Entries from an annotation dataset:
********************

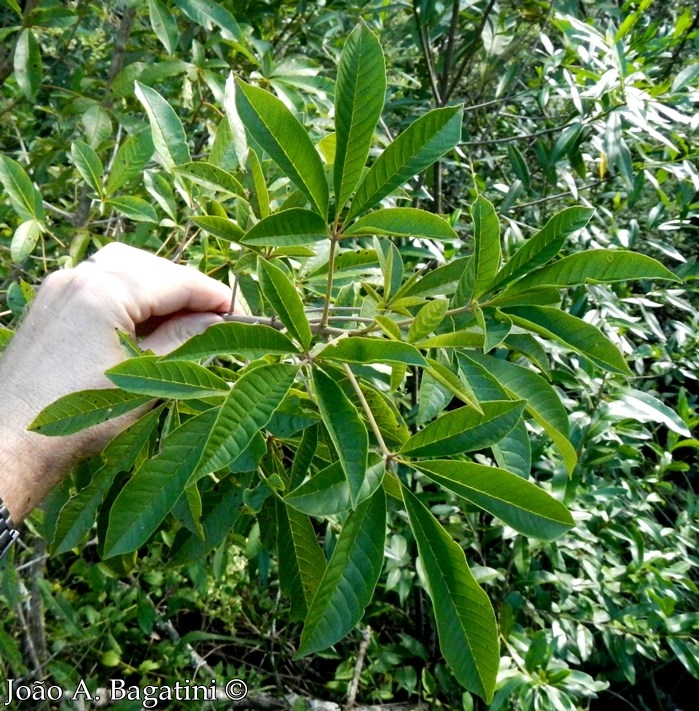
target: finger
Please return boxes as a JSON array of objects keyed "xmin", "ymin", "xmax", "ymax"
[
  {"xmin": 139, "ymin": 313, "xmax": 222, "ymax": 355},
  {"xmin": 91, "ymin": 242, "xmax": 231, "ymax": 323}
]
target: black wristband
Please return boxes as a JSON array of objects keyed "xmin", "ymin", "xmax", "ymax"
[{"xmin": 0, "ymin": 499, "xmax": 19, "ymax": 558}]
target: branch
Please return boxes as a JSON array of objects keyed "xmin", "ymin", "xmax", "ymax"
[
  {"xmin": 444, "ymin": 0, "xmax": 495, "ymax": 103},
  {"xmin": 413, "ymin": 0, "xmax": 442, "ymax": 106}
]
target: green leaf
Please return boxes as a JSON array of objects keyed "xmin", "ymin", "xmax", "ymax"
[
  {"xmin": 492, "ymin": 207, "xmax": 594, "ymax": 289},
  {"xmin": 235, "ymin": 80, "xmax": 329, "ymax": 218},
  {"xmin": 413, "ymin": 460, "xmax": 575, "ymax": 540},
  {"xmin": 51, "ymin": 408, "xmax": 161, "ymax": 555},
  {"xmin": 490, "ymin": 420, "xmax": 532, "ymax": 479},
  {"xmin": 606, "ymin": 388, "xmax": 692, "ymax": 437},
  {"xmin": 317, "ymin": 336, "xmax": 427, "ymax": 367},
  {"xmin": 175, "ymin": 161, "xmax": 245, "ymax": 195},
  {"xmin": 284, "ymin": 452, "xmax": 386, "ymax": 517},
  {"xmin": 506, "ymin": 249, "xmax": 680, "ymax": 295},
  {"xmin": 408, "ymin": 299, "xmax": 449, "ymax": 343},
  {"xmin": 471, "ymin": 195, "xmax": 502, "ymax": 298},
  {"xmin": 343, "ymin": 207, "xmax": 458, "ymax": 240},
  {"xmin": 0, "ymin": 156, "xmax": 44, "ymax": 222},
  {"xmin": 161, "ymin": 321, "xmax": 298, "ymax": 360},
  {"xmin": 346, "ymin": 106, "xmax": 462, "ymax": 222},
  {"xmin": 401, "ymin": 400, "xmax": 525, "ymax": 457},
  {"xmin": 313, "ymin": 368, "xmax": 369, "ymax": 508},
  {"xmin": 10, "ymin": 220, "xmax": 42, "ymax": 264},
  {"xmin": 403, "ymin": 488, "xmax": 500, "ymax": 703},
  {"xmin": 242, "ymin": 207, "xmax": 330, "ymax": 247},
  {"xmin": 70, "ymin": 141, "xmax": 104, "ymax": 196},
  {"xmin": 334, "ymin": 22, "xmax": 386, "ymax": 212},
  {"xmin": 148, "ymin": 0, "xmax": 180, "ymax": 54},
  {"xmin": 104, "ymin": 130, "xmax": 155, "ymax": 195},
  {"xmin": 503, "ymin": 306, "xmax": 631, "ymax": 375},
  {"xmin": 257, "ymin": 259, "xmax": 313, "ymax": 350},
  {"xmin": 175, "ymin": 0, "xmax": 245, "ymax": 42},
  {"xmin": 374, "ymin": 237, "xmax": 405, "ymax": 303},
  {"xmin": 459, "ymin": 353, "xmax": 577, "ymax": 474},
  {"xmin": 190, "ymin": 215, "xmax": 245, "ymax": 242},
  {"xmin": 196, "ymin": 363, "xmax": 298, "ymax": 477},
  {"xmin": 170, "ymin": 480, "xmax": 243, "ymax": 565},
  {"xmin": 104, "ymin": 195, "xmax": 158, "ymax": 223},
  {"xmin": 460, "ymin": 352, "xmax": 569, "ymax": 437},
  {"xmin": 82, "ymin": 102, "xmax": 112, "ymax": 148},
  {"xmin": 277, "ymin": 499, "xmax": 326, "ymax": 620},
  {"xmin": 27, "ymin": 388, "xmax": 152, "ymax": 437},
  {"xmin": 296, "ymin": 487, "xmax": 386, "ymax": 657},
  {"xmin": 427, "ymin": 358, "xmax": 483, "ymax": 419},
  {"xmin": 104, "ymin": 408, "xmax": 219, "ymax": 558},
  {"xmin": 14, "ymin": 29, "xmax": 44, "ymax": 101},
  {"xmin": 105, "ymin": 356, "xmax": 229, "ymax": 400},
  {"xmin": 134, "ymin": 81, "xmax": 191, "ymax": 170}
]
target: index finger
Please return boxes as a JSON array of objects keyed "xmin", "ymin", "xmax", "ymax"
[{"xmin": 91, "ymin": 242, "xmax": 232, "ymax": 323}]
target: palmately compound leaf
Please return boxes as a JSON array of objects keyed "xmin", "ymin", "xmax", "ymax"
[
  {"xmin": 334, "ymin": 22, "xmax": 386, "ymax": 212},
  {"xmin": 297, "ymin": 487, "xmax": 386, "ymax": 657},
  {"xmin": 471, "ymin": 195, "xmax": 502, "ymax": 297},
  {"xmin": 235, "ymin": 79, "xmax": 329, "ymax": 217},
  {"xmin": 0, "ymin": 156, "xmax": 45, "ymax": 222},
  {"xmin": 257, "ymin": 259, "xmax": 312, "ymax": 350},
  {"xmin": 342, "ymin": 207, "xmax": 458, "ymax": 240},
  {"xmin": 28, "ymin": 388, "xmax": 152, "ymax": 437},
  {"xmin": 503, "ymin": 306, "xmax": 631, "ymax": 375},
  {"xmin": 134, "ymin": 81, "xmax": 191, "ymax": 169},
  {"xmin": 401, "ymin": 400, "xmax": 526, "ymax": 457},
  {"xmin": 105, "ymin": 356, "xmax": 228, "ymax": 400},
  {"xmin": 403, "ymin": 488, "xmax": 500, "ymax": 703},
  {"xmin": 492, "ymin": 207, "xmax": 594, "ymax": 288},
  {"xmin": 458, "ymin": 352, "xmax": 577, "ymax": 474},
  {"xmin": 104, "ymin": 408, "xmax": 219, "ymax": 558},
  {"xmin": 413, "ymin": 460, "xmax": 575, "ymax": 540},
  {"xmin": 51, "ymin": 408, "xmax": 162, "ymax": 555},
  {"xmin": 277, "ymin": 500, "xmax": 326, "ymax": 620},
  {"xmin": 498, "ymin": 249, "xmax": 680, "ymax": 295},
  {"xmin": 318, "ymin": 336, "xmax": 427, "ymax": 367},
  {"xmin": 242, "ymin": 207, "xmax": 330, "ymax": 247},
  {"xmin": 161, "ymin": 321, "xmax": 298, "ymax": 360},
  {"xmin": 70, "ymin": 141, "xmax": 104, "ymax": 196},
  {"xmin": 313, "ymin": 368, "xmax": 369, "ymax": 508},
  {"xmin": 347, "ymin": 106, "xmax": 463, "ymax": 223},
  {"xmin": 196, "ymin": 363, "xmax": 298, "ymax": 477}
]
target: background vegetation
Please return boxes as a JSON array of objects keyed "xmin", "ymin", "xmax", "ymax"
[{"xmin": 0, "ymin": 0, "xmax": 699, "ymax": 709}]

********************

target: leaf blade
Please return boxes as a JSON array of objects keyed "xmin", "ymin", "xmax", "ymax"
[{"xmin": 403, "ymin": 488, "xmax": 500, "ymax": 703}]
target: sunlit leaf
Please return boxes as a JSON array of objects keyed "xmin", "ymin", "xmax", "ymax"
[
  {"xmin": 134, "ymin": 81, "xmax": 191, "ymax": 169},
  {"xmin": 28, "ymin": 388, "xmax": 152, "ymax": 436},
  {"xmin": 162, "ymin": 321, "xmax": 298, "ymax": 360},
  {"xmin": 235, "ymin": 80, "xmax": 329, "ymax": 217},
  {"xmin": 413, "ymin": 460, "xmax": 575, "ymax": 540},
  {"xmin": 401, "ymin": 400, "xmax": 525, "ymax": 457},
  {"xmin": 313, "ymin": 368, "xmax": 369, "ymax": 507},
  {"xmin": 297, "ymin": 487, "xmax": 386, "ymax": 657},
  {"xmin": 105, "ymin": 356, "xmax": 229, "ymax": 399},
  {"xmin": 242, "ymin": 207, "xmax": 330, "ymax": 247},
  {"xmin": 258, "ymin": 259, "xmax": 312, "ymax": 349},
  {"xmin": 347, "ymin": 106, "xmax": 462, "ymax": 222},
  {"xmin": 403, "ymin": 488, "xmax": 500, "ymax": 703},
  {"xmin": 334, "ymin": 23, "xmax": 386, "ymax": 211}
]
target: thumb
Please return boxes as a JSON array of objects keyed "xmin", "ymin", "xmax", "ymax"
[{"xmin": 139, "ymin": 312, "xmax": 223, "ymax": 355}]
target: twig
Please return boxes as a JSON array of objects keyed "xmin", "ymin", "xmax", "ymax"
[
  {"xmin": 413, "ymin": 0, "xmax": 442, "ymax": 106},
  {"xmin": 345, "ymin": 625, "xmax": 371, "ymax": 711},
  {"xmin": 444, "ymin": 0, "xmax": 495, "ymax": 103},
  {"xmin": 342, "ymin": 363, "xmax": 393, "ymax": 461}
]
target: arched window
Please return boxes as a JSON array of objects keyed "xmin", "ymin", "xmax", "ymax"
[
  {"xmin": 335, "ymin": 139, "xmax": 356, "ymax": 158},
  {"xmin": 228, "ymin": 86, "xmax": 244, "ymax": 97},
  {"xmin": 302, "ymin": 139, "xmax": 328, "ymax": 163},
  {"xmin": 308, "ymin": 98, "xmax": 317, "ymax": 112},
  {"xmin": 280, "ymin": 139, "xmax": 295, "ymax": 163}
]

********************

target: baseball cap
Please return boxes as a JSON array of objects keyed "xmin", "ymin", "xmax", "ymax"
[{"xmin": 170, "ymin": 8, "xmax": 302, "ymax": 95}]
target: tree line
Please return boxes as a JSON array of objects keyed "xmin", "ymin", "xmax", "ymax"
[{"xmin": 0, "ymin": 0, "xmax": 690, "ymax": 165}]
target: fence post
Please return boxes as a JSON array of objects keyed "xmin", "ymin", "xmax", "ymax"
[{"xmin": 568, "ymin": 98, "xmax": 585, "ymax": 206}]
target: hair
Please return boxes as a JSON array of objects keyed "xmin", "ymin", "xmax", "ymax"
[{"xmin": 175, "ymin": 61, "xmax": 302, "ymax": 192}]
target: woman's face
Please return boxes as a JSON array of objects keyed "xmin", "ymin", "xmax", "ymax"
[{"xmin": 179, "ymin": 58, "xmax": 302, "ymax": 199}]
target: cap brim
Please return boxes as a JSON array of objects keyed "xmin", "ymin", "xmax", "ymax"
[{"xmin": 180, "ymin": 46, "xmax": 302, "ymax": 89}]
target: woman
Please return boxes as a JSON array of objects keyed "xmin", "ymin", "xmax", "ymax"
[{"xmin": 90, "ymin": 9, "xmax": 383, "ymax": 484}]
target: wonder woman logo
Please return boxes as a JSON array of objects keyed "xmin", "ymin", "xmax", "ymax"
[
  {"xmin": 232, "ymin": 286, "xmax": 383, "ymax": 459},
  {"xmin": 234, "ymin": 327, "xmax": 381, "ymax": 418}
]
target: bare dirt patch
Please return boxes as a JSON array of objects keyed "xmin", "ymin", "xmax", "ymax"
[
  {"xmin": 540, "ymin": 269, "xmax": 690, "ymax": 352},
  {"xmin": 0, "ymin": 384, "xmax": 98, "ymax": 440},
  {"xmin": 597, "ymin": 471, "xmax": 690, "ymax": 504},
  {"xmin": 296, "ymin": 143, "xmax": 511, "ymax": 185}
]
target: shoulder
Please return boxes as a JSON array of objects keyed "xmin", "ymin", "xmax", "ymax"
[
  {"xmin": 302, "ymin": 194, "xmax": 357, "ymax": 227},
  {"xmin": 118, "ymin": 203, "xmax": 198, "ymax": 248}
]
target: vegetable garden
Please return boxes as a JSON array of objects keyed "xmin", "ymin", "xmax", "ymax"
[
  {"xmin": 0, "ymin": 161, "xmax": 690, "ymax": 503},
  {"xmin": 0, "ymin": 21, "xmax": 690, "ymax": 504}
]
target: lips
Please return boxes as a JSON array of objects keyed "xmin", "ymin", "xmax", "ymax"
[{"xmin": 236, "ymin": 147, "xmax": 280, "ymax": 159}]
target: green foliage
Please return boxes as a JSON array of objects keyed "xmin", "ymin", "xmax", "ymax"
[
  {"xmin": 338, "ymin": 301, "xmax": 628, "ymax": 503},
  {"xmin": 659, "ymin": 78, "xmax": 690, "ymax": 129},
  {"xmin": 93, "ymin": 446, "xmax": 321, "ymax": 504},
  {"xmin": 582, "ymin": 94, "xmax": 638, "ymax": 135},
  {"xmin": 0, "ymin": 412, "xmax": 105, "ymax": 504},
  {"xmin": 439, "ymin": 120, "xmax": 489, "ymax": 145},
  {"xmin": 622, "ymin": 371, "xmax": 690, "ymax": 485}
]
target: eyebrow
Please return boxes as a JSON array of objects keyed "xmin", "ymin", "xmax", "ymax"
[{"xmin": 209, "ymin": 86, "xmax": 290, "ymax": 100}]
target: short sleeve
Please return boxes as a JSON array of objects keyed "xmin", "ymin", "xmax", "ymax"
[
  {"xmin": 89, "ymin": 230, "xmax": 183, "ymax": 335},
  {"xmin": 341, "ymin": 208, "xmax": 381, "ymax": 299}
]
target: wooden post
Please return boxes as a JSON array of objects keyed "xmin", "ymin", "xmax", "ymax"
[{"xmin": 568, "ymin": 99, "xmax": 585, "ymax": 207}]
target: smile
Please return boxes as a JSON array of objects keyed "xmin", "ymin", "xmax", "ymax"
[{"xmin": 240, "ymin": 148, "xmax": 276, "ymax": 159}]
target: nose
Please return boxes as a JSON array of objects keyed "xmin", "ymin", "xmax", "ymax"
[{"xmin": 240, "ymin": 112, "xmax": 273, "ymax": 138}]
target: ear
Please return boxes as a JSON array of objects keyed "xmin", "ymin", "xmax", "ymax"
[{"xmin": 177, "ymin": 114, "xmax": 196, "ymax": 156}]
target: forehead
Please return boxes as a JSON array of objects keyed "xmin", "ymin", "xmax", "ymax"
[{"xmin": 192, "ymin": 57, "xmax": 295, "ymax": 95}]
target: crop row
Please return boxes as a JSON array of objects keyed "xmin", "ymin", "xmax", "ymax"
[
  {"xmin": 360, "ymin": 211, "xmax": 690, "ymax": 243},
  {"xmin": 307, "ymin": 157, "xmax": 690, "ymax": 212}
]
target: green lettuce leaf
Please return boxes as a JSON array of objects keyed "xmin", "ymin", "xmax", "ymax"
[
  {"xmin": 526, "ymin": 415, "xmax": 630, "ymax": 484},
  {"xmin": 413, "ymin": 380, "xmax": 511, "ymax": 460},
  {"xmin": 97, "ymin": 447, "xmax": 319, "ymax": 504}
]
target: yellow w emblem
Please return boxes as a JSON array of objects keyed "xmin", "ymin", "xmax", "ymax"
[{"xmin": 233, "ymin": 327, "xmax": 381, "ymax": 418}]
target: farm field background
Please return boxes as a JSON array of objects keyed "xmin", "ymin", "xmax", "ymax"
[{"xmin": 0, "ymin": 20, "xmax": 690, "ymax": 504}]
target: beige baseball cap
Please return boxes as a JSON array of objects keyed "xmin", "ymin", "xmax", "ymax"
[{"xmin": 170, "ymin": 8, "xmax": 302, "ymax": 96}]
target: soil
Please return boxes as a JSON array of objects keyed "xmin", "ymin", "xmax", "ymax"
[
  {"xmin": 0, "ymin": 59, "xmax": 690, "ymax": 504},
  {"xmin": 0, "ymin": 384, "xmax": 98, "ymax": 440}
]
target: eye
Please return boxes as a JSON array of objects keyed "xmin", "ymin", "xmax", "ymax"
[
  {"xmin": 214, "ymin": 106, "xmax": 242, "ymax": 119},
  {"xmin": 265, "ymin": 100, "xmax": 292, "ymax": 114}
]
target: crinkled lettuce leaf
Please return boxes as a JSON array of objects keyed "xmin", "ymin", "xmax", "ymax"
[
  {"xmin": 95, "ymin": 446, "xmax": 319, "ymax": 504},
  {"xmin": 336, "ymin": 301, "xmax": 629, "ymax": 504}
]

********************

WRITTEN REQUEST: Copy every line from the records above that contains the word "leaf".

ANSWER TO THE TASK:
target: green leaf
target: palmately compound leaf
target: leaf blade
target: sunlit leaf
target: green lettuce leaf
target: crinkled lettuce leaf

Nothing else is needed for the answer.